# start of Data for this exercise

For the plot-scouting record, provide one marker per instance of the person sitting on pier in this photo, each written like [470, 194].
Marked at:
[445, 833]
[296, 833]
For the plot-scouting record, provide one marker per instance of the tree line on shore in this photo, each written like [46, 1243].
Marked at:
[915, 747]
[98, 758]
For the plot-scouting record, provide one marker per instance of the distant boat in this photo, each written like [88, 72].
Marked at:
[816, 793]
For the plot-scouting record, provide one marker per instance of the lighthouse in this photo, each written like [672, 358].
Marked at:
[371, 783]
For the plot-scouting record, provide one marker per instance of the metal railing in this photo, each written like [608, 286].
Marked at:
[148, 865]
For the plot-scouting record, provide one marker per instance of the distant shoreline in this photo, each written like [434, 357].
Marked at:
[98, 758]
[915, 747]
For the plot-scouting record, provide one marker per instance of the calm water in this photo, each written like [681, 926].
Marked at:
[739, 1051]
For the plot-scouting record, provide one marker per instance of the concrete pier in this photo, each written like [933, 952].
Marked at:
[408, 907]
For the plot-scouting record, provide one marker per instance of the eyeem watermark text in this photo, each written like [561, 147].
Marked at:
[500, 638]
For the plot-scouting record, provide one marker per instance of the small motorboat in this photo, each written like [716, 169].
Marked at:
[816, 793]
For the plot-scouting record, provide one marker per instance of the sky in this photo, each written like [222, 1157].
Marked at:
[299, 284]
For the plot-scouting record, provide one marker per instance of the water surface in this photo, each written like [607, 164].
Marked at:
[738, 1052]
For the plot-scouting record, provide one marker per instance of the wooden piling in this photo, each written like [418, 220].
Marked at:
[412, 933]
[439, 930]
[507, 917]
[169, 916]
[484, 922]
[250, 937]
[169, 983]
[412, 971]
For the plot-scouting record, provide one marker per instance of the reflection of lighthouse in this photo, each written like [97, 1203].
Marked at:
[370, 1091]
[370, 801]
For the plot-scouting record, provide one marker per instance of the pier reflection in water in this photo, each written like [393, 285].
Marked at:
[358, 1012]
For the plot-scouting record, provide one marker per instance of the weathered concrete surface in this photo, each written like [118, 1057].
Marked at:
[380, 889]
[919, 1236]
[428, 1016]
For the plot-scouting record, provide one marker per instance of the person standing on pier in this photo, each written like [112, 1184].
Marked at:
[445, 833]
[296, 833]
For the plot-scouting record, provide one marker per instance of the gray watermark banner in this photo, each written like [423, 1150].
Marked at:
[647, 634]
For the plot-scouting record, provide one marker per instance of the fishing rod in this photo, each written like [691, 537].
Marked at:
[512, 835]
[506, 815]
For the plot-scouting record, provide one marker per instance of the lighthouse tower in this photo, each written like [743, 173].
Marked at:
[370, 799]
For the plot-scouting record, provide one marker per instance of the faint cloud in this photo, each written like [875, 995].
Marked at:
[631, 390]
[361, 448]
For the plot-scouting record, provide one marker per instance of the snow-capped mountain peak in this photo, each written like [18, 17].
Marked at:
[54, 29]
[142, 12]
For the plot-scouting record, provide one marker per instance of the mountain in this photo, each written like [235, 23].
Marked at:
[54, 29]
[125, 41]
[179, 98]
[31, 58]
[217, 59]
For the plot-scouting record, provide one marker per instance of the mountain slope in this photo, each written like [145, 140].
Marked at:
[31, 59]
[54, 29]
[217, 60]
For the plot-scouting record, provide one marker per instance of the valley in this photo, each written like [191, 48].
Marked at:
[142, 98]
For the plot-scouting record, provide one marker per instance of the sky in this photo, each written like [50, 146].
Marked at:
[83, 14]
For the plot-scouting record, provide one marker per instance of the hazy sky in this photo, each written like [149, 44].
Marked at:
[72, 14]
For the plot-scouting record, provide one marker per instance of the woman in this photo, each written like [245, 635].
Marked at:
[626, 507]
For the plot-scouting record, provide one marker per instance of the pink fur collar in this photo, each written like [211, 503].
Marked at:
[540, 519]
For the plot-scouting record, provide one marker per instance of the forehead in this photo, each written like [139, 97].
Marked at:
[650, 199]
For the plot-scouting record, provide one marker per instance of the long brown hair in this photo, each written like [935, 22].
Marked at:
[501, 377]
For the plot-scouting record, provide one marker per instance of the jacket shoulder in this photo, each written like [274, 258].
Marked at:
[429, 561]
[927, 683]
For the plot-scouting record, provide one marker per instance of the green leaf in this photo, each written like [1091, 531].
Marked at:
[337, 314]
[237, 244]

# end of Data for this exercise

Copy every record exactly as presented.

**Exercise output:**
For the plot-scouting record, provide one marker per instance of the person sitting on pier in this photo, each written like [470, 194].
Marked at:
[445, 833]
[296, 833]
For the plot-scouting record, provide one marker per instance of the tree line on shore in this photo, each written like [46, 1243].
Marked at:
[915, 747]
[98, 758]
For the plot-scouting record, provide one marker per instance of the distant boat in this photo, each written like [88, 72].
Marked at:
[816, 793]
For the plot-scouting record, provide one marker per instance of the lighthouse in this photo, each written like [672, 358].
Marked at:
[371, 783]
For the plot-scouting record, provide one marker per instance of the metal railing in this photo, each written like [608, 286].
Marked at:
[148, 865]
For the plot-scouting record, provide one marker per instance of the distant shoreline in this photo, each written like [434, 357].
Marked at:
[98, 758]
[915, 747]
For the plot-scouting record, provide one marker per instance of the calm water in this photo, each written like [681, 926].
Marked at:
[739, 1051]
For the plot-scouting record, provide one marker per instance of the concrete pier in this photo, each written like [933, 952].
Marked at:
[408, 907]
For the plot-scouting record, provide one marker per instance of the eyeem watermark text in this photo, each written like [561, 147].
Marked at:
[500, 638]
For the plot-scouting record, provide one marker per instance of the small motorboat in this photo, each written like [716, 169].
Marked at:
[816, 793]
For the plot-scouting record, provide one marker per instance of the sky in this photo, each written like [222, 1157].
Marked at:
[299, 284]
For the plot-scouting record, provide one marker per instance of the water surface in this photo, each written like [607, 164].
Marked at:
[738, 1052]
For the plot-scouting record, provide one marker per instance of the wooden piling in this photo, each written like [418, 220].
Marked at:
[412, 933]
[439, 930]
[507, 917]
[169, 916]
[484, 922]
[250, 937]
[169, 983]
[412, 971]
For the plot-scouting record, provide one marker per instance of the reflection of lighthouse in this photo, each written like [97, 1203].
Marked at:
[370, 1091]
[370, 801]
For the plot-scouting record, provide one marker per instance of the pier reflection in water in this photo, each written like [393, 285].
Marked at:
[358, 1012]
For the plot-scouting record, provide one marker per instance of the weathered concrete surface in this photo, each written like [118, 1057].
Marked at:
[380, 889]
[919, 1236]
[428, 1016]
For the plot-scouting record, provide one marker per instance of the person standing on pier in this photo, each written like [112, 1184].
Marked at:
[445, 833]
[296, 833]
For the plot-scouting record, provide one marker per instance of the gray watermark banner in this photo, each written like [423, 1150].
Marked at:
[647, 634]
For the plot-scouting record, provide one marker per instance of the fishing rod in this photo, each written like [691, 537].
Marked at:
[512, 835]
[506, 815]
For the plot-scouting record, provide one marker per instance of the lighthouse tower in this photo, each written like [743, 173].
Marked at:
[370, 799]
For the plot-scouting record, provide one marker per instance of the faint cloud in this photo, each written like [875, 995].
Marked at:
[631, 390]
[361, 448]
For the plot-scouting record, provide one marker per instance of the snow-capped mountain peak in this photo, each written like [18, 17].
Marked at:
[54, 29]
[142, 12]
For the plot-scouting record, provide one marker per instance of the mountain in this photo, each written like [235, 23].
Marked at:
[54, 29]
[125, 41]
[179, 98]
[31, 58]
[217, 59]
For the plot-scouting record, provide one marker per instance of the mountain slope in this photo, each written like [145, 140].
Marked at:
[31, 59]
[54, 29]
[217, 60]
For the plot-scouting record, provide one marker per instance of the valley in this photo, each written like [191, 48].
Marked at:
[142, 98]
For the plot-scouting record, provide one marker per instance of the sky in this photo, each written like [50, 146].
Marked at:
[83, 14]
For the plot-scouting record, provide one marker per instance of the hazy sky in this photo, each written like [149, 44].
Marked at:
[72, 14]
For the plot-scouting record, provide one marker per instance of the woman in this photo, each written like [245, 635].
Marked at:
[626, 507]
For the plot-scouting record, provide one marker per instance of the pink fur collar in this photo, each written like [211, 503].
Marked at:
[540, 519]
For the plot-scouting record, provide one marker per instance of the forehead in this photo, each written like [139, 97].
Marked at:
[650, 199]
For the plot-scouting record, provide one marker per instance of the long brown hair in this photo, each written like [935, 22].
Marked at:
[501, 377]
For the plot-scouting record, provide one marker per instance of the jacket shoulder in this photo, each written like [274, 258].
Marked at:
[429, 561]
[927, 683]
For the plot-scouting record, provide one marker per instance of the green leaf in this photo, each written like [1091, 531].
Marked at:
[337, 314]
[237, 244]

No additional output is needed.